Exercise details:
Render the data below as a numbered list, omitting blank lines, from the line containing "of blue sky. Return a box per instance." through the line containing "[149,204,225,263]", both included.
--- BEGIN Records supplied ---
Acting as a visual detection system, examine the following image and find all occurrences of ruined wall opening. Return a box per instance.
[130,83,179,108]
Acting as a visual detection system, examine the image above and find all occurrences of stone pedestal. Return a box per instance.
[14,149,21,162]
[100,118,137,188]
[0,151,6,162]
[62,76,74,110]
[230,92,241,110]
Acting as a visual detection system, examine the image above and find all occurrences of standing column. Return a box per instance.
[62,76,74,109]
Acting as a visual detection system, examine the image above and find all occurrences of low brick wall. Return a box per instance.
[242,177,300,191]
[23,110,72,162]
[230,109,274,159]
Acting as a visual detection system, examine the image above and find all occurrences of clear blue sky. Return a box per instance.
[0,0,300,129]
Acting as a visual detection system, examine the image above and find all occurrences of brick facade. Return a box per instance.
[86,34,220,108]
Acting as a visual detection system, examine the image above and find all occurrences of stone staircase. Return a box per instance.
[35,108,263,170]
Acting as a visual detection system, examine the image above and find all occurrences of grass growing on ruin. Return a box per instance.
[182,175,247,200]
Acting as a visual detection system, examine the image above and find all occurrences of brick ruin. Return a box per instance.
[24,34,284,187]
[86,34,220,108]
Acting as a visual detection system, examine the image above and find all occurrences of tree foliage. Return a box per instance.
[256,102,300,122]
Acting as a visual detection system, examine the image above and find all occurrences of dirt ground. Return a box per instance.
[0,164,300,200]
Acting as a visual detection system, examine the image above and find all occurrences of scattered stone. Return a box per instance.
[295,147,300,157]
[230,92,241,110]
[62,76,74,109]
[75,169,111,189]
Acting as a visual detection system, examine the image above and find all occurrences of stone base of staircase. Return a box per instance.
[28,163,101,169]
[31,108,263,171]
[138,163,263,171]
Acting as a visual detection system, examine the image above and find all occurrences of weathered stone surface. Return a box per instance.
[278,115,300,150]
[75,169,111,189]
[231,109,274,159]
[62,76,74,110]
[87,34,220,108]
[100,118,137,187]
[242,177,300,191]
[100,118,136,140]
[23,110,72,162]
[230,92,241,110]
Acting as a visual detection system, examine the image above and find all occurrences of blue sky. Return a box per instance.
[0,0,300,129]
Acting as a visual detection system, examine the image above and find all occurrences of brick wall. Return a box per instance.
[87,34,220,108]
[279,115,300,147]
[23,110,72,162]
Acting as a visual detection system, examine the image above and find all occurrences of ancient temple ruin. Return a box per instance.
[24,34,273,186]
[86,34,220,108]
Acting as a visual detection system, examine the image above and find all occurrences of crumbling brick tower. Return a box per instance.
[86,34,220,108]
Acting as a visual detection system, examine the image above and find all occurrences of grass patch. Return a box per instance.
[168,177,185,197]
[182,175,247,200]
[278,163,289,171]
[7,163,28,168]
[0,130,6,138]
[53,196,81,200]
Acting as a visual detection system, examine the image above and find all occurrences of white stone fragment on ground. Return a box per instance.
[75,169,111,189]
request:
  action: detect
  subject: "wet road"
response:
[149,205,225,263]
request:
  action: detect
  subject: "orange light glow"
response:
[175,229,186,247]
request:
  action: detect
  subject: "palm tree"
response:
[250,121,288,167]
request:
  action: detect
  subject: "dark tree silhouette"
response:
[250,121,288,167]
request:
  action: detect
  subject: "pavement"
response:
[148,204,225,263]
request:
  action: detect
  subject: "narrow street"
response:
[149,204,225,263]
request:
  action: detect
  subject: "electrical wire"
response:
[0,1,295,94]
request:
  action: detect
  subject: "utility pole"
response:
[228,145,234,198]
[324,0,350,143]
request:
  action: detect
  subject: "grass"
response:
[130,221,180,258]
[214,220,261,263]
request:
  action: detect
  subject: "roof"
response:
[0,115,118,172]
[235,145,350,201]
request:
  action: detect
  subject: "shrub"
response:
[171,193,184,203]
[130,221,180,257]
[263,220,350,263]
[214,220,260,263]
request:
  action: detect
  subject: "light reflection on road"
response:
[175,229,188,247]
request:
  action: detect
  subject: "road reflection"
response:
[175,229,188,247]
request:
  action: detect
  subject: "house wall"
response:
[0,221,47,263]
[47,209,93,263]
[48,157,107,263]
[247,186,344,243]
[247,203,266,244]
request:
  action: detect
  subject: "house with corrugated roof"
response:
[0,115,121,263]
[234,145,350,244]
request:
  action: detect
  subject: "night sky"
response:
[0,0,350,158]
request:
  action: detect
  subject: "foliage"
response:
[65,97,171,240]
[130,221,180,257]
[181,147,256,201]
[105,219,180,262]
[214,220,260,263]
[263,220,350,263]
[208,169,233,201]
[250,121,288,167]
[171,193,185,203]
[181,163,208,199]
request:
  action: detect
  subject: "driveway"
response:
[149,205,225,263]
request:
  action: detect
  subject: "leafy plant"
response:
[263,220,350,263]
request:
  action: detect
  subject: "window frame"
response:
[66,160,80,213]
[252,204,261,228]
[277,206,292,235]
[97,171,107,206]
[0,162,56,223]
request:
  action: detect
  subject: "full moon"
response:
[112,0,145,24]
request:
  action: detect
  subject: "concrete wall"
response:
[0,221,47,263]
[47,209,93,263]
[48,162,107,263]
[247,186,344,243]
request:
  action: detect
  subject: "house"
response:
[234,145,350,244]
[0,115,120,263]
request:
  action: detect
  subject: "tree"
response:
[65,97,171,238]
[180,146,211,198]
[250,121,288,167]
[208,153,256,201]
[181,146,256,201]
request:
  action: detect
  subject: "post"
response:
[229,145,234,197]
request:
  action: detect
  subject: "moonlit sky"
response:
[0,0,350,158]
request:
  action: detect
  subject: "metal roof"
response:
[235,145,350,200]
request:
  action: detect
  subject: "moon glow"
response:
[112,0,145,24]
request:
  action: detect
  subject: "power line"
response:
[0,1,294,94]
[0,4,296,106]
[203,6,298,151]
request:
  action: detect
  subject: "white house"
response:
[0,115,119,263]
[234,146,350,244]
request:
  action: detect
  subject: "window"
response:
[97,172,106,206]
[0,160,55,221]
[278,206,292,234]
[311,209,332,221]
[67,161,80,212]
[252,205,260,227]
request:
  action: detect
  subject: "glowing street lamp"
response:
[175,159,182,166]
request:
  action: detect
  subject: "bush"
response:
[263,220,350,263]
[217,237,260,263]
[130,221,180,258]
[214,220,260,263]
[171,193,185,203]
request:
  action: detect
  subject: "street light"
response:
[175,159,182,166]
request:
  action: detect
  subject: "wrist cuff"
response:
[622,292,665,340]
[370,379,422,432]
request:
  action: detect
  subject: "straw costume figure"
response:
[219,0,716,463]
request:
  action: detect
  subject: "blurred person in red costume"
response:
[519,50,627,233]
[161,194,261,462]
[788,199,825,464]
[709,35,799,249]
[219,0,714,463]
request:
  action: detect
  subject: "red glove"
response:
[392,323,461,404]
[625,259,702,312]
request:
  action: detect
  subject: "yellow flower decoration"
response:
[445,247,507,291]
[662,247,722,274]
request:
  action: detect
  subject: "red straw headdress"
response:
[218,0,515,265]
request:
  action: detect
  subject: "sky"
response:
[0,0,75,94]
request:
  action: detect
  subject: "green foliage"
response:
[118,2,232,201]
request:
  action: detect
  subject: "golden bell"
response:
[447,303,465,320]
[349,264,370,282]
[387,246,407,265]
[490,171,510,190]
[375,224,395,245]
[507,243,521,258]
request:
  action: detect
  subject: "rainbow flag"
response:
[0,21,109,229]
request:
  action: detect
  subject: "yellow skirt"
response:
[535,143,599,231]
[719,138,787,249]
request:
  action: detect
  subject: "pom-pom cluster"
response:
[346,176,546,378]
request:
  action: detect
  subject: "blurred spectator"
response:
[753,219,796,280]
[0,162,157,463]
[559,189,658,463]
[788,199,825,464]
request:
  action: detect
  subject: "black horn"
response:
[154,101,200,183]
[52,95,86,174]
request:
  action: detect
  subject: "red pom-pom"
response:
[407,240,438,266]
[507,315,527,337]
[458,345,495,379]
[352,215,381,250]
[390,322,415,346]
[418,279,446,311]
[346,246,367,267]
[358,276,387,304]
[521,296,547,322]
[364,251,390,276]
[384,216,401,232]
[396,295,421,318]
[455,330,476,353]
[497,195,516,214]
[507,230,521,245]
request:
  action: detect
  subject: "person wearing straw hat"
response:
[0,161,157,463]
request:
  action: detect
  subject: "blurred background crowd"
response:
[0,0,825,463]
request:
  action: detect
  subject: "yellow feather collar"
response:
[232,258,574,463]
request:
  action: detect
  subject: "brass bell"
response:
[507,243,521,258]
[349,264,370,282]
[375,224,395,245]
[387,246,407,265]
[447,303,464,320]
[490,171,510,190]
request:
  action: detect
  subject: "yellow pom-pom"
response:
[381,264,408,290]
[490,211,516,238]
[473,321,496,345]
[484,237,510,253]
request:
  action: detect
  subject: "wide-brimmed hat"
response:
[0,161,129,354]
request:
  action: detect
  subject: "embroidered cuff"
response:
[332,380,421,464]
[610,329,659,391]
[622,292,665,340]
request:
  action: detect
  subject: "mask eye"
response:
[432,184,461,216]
--- END Records supplied ---
Complete output:
1. Acting as a visual detection system, examine the image above and find all occurrences of blue sky. Return a box per instance.
2. [0,0,300,129]
3. Acting as a visual detection system, examine the image above and find all occurrences of brick wall. Return a box per instance.
4. [87,34,220,108]
5. [279,115,300,147]
6. [23,110,72,162]
7. Acting as a visual detection system, examine the image above and find all occurrences of ancient temple ruin. Return a box per instance.
8. [24,34,273,186]
9. [86,34,220,108]
10. Acting as a visual detection system, examine the image above and find all occurrences of crumbling brick tower. Return a box per instance.
11. [86,34,220,108]
12. Acting as a visual detection system, examine the image above and find all occurrences of grass patch. Return a box per instance.
13. [168,177,185,197]
14. [182,175,247,200]
15. [278,163,289,171]
16. [7,163,28,168]
17. [0,130,6,138]
18. [53,196,81,200]
19. Acting as a visual detection system, examine the image above and find all occurrences of white stone fragment on ground. Return a box per instance.
20. [75,169,111,189]
21. request:
22.   action: detect
23.   subject: "wet road"
24. response:
25. [149,205,225,263]
26. request:
27.   action: detect
28.   subject: "orange light glow"
29. response:
30. [175,229,186,247]
31. request:
32.   action: detect
33.   subject: "palm tree"
34. response:
35. [250,121,288,167]
36. request:
37.   action: detect
38.   subject: "dark tree silhouette"
39. response:
40. [250,121,288,167]
41. request:
42.   action: detect
43.   subject: "pavement"
44. response:
45. [148,204,225,263]
46. request:
47.   action: detect
48.   subject: "narrow street"
49. response:
50. [149,204,225,263]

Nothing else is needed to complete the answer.